Çözülecek Görevler:
[1] Aşağıdaki futbol maçı yazısında anlatıcının maç bittiğinde kendi durumunu tanımlamak için kullandığı sıfatların tamamını sıralayınız.
[2] Aşağıdaki futbol maçı yazısında "Doksan dakika sona" ifadesinden başlayıp "verir gibi bazılarına..." ifadesine kadar, bu ifade de dahil olmak üzere, yer alan kısmı hiç değiştirmeden yazdırınız.

Mlliyet Milliyet Blog Milliyet Blog
 
Facebook Connect
Blog Kategorileri
 

28 Haziran '16

 
Kategori
Güncel
 

Bir futbol maçı ve sonrası...

Bir futbol maçı ve sonrası...
 

Doksan dakika sona erdiğinde çalan düdük, maçın bittiğini de ilan ediyordu bir çok şeyle birlikte. Maç bitmişti alında ama, bir başka gerçek başlıyordu. Her bitişin bir başka yeni başlangıca neden olduğu gibi. Beklenmeyen bir netice çıkmıştı ortaya. Ve İzlanda kazanmıştı İngiltere karşısında. Asıl kazanan temiz ahlaktı oysa... İşini terinin son damlasına kadar dökerek harcayıp, elinden geleni bütünüyle başka hiç bir şey düşünmeksizin, yalnızca görevi olduğu bilinciyle yapmanın ahlakı. Ders verir gibi bazılarına...

Aslında kuzey kutup dairesi yakınlarındaki bir adanın, zor koşullarda mücadele etmenin bilediği kişilik yapılarıyla, rafine bir ırkın delikanlı temsilcilerinin akıttıkları ter, hak edilmiş bir sonucu taçlandırıyordu bir ada öyküsünün yaşam satırlarında. İsimlerinin sonu "son" ekleriyle sonlanan Viking delikanlıları, emperyalist, sömürgeci "üzerinde güneş batmayan" bir imparatorluğun, Britanya adalarına çekilmiş mağrur kalıntılarından gelen karma renkli takımını alt ediyorlardı bir Akdeniz akşamının sıcağında. Maç bittiğinde gece yarılamış, uykulu, memnun ve düşünceliydim çokça. Ender memnunluklarımdan birine neden olmuştu sonuç. Nedendir bilmem; belki kişilik yapımın yansıması olsa gerek, hemen her spor karşılaşmasında güçlü olan, favori olanı değil, kaybetmesi kaçınılmaz olan zayıf olanı tutar ve hep hayal kırıklığı yaşardım çoğu kez. Ender de olsa memnun olduğum bir sonuç çıkmıştı ortaya son zamanlarda hemen hiç yaşamadığım. Aslında maç İngiltere'nin erken bir penaltı golüyle beklenen sonuca evrileceği işaretini vermişti oysa. Aradan çok geçmeden kazanılan bir taç atışında kızıl sakallı, mavi gözlü, sert yüz hatlarıyla rafine bir ırkın temsilcisi olduğu belli oyuncunun ellerinden çıkan topun gol olarak sonuçlanması, elbette ki yalnızca bir gol değildi! Çok geçmeden gelen ikinci gol maçın sonucunun da yalnıca bir yengi olmayacağını vurur gibiydi Britanya mağruriyetinin suratına...

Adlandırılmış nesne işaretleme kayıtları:
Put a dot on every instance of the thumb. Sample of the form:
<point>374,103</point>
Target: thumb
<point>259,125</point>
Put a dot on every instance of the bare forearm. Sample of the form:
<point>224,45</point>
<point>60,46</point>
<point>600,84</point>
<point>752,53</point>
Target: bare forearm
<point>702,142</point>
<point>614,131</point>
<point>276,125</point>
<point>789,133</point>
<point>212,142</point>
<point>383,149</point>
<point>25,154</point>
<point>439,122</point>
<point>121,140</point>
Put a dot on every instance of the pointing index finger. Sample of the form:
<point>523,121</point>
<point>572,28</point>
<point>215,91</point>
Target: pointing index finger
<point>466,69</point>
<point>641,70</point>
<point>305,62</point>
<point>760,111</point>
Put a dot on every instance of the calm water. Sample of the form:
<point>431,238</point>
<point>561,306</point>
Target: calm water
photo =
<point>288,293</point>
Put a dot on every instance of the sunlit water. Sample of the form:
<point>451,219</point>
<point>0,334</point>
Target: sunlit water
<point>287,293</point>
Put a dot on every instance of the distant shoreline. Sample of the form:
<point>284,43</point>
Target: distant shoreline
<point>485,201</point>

==

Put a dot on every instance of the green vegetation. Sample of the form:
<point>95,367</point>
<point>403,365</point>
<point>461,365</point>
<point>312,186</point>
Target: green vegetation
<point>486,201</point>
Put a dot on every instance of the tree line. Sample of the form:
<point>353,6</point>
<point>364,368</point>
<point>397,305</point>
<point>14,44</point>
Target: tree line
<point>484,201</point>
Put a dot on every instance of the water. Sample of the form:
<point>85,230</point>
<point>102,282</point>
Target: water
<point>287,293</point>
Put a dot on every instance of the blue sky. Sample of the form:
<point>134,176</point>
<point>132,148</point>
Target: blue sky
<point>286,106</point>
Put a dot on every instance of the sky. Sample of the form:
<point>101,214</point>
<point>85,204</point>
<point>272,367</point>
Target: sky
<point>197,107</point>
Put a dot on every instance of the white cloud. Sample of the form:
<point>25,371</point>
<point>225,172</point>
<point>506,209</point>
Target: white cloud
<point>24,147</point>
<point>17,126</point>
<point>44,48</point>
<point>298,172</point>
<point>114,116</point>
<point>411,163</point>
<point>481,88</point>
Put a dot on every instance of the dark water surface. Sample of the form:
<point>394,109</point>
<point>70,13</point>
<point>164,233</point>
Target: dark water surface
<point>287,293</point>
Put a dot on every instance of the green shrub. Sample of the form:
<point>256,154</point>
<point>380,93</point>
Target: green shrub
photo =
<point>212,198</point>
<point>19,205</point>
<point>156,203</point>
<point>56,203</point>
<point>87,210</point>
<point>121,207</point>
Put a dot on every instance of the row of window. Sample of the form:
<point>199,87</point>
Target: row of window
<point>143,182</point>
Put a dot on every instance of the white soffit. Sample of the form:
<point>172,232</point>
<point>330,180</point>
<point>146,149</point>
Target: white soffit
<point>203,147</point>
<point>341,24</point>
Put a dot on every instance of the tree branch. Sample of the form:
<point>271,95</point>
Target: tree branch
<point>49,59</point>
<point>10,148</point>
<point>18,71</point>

Görev Yanıtları:
[1] uykulu, memnun, düşünceli

[2]
Doksan dakika sona erdiğinde çalan düdük, maçın bittiğini de ilan ediyordu bir çok şeyle birlikte. Maç bitmişti alında ama, bir başka gerçek başlıyordu. Her bitişin bir başka yeni başlangıca neden olduğu gibi. Beklenmeyen bir netice çıkmıştı ortaya. Ve İzlanda kazanmıştı İngiltere karşısında. Asıl kazanan temiz ahlaktı oysa... İşini terinin son damlasına kadar dökerek harcayıp, elinden geleni bütünüyle başka hiç bir şey düşünmeksizin, yalnızca görevi olduğu bilinciyle yapmanın ahlakı. Ders verir gibi bazılarına...